##### TASK INPUTS #####
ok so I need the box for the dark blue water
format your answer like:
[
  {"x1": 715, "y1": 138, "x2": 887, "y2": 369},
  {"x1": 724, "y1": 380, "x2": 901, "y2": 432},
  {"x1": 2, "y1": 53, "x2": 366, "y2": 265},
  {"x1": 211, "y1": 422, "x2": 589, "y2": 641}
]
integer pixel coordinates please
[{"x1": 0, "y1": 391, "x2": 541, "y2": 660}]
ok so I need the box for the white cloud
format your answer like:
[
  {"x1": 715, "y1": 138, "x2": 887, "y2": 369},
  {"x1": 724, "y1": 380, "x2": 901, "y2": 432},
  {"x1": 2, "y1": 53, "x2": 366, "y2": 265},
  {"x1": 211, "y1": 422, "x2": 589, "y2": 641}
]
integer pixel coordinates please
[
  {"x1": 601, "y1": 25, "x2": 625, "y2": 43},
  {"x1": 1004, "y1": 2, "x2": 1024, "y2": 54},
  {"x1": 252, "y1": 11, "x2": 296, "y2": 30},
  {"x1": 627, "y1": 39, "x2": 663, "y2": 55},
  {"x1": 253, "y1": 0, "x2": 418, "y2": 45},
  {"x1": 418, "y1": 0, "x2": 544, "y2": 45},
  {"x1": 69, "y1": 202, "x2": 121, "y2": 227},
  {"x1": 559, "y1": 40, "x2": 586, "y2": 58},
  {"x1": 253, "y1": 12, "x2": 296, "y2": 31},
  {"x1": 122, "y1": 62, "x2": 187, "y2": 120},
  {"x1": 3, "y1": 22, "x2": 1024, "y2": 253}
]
#####
TASK DIRECTIONS: The expected output is the lines from the one with "ok so I need the box for the white cloud" through the end of the data, exactly as written and nothing more.

ANSWER TO THIS EXERCISE:
ok so I need the box for the white cloud
format your answer like:
[
  {"x1": 715, "y1": 138, "x2": 887, "y2": 369},
  {"x1": 724, "y1": 380, "x2": 901, "y2": 432},
  {"x1": 2, "y1": 53, "x2": 366, "y2": 265},
  {"x1": 211, "y1": 422, "x2": 589, "y2": 641}
]
integer pixel coordinates please
[
  {"x1": 601, "y1": 25, "x2": 625, "y2": 43},
  {"x1": 1004, "y1": 2, "x2": 1024, "y2": 54},
  {"x1": 252, "y1": 11, "x2": 296, "y2": 30},
  {"x1": 627, "y1": 39, "x2": 663, "y2": 55},
  {"x1": 253, "y1": 0, "x2": 418, "y2": 45},
  {"x1": 418, "y1": 0, "x2": 544, "y2": 45},
  {"x1": 69, "y1": 202, "x2": 121, "y2": 227},
  {"x1": 559, "y1": 40, "x2": 586, "y2": 58},
  {"x1": 253, "y1": 12, "x2": 296, "y2": 31},
  {"x1": 122, "y1": 62, "x2": 187, "y2": 120},
  {"x1": 3, "y1": 22, "x2": 1024, "y2": 253}
]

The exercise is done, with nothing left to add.